Document segment:
>>
These SST data are the result of the 4 km Pathfinder effort at the National Oceanic and Atmospheric Administration (NOAA) National Oceanographic Data Center (NODC) and the University of Miami's Rosenstiel School of Marine and Atmospheric Science (RSMAS), which uses data from the NOAA-9, NOAA-11, NOAA-14, and NOAA-16 satellites. The 4 km Pathfinder effort at NODC is an improvement to the original Pathfinder program, which was jointly developed by the National Aeronautics and Space Administration (NASA) and NOAA to provide long-term, consistently calibrated global change data sets to Earth scientists. One of the data sets selected for the Pathfinder project was collected by the Advanced Very High Resolution Radiometer (AVHRR), a scanning radiometer flying onboard polar orbiters operated by NOAA. The original AVHRR Pathfinder Program involved four separate elements: Atmosphere, Land, Oceans, and Calibration. The objective of the AVHRR Oceans Pathfinder was to develop a long and consistent time series of global sea surface temperature (SST) fields. The Pathfinder Project at NODC carries on this objective.

The files for each season, also known as seasonal climatologies, are available both as 16-bit (pixel values from 0 to 65535) Hierarchical Data Format (.HDF) data files and as 8-bit (pixel values from 0 to 255) GeoTIFF images.

This data set is also referred to as 4 km NODC/RSMAS AVHRR Pathfinder v.5.0 Seasonal Climatologies (1985-2001).
<<
Problem a: According to the sea surface temperature passage, which four elements made up the original AVHRR Pathfinder Program?
The sea surface temperature passage and the records are unrelated to each other.

Provided data:
>>
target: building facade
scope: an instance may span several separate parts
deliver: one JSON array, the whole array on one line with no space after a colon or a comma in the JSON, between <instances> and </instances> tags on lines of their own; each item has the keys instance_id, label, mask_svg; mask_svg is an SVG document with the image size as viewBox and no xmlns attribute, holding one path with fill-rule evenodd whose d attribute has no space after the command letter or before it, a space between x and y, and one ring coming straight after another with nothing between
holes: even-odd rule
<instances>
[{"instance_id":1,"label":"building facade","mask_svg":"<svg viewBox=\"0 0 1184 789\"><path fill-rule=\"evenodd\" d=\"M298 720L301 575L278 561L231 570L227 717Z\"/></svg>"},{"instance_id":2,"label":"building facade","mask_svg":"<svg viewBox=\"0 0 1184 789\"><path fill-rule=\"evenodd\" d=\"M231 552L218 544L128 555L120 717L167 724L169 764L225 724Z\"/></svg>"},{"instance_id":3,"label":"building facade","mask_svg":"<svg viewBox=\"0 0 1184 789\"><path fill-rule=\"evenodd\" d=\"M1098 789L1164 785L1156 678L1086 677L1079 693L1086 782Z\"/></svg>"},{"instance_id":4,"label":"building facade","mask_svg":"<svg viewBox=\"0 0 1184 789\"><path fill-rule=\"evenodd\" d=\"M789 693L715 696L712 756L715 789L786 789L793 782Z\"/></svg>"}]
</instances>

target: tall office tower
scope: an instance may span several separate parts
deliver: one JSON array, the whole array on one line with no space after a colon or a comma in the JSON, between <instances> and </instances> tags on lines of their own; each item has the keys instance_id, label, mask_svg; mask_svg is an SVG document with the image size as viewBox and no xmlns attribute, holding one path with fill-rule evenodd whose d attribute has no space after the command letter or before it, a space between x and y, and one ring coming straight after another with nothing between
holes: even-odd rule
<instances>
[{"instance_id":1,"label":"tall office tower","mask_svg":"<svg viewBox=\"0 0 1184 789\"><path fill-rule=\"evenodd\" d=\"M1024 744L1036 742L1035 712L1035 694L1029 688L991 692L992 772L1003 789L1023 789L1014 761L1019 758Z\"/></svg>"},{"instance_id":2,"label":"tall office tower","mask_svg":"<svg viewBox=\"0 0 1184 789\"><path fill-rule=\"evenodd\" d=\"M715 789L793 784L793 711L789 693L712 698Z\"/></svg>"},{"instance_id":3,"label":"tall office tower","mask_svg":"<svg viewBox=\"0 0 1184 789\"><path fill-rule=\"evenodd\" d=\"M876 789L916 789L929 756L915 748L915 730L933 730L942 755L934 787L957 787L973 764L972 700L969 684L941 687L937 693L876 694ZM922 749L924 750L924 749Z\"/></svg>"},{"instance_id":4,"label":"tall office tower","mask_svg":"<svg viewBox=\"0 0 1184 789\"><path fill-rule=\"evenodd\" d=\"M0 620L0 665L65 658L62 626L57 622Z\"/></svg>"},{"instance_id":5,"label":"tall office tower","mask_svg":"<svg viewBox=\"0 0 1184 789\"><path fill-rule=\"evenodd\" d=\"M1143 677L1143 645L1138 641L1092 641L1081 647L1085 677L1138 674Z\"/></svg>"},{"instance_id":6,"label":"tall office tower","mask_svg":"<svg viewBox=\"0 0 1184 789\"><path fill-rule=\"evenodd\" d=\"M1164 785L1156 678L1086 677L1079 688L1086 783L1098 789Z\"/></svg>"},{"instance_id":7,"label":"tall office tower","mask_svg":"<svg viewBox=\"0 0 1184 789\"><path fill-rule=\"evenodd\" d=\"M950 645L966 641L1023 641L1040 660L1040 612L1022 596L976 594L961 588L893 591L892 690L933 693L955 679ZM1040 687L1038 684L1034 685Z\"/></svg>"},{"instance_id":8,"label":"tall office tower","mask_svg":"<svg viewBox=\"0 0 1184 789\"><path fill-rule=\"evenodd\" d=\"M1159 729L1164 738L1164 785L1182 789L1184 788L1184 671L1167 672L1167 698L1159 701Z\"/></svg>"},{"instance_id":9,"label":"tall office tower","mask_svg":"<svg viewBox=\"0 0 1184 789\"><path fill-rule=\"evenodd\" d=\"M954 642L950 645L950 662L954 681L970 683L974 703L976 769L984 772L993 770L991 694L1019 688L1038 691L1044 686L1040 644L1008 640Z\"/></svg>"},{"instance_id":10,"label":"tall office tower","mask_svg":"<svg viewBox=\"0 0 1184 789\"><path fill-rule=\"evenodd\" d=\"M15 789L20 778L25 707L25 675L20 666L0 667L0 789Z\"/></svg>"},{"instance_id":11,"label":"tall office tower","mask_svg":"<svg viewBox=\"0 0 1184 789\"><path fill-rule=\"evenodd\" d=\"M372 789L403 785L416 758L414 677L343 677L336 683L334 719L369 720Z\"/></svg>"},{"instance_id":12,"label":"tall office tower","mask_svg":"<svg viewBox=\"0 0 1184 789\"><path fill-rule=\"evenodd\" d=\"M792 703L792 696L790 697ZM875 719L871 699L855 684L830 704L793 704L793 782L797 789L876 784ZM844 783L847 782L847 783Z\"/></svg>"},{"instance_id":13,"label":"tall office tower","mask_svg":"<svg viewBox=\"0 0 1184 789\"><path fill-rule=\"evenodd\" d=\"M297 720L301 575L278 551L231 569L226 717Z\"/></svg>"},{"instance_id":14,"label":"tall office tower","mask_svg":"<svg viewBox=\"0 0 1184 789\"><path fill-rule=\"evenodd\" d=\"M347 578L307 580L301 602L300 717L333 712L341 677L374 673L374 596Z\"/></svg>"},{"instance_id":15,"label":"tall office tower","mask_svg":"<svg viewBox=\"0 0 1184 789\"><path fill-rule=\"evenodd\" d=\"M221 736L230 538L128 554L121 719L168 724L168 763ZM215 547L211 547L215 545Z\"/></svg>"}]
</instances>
<<
Problem b: Collect every line of the records that contains the word "target".

Full solution a: Atmosphere, Land, Oceans, and Calibration.

Full solution b:
target: building facade
target: tall office tower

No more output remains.